WERKOPDRACHT A: Schrijf uit het fragment over wetenschappelijke fotografie alles van "Geschiedenis en toepassingsgebieden" tot en met "natuurlijke historie schreven." opnieuw op en verwissel daarin "Pioniers" voor "Voorlopers".
WERKOPDRACHT B: Vertaal de zin "Met name de mogelijkheden van de optica en het licht werden toen onderzocht." uit het fragment over wetenschappelijke fotografie in het Engels.

Wetenschappelijke fotografie is fotografie die ten dienste staat van wetenschappelijk onderzoek of documentatie. De beelden die hieruit voorkomen worden met name gebruikt voor kennisrepresentatie. Fotografie zelf wordt zelf niet gezien als een wetenschap, maar als een techniek. De wetenschappelijke fotografie kan door haar focus op het objectiveren worden gezien als de tegenhanger van de meer subjectieve kunstfotografie.
Geschiedenis en toepassingsgebieden
In de begindagen van de fotografie werden de mogelijkheden en grenzen van dit nieuwe medium ontdekt. Daarbij bood het medium de mogelijkheid om daarvoor onzichtbare zaken te visualiseren. Met name de mogelijkheden van de optica en het licht werden toen onderzocht. Pioniers uit deze periode zijn bijvoorbeeld Louis Pierre Rousseau (1807-1876), Achille Devéria (1800-1857) en de broers Louis-Auguste Bisson (1814–1876) en Auguste-Rosalie Bisson (1826–1900).
Pioniers in de wetenschappelijke fotografie binnen de natuurkundige documentatie waren bijvoorbeeld James Deane (1801-1858) die fossielen fotografeerde, Edward Steichen (1879-1973) die foto's van bloemen en planten maakte en de gebroeders Richard (1862-1928) en Cherry Kearton (1871–1940) die talrijke boeken over de natuurlijke historie schreven.

VERZAMELDE GEGEVENS:
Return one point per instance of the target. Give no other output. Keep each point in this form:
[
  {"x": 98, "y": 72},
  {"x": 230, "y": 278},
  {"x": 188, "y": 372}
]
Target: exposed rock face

SCHRIFTELIJK ANTWOORD A:
Geschiedenis en toepassingsgebieden
In de begindagen van de fotografie werden de mogelijkheden en grenzen van dit nieuwe medium ontdekt. Daarbij bood het medium de mogelijkheid om daarvoor onzichtbare zaken te visualiseren. Met name de mogelijkheden van de optica en het licht werden toen onderzocht. Voorlopers uit deze periode zijn bijvoorbeeld Louis Pierre Rousseau (1807-1876), Achille Devéria (1800-1857) en de broers Louis-Auguste Bisson (1814–1876) en Auguste-Rosalie Bisson (1826–1900).
Voorlopers in de wetenschappelijke fotografie binnen de natuurkundige documentatie waren bijvoorbeeld James Deane (1801-1858) die fossielen fotografeerde, Edward Steichen (1879-1973) die foto's van bloemen en planten maakte en de gebroeders Richard (1862-1928) en Cherry Kearton (1871–1940) die talrijke boeken over de natuurlijke historie schreven.

SCHRIFTELIJK ANTWOORD B: In particular, the possibilities of optics and light were investigated at that time.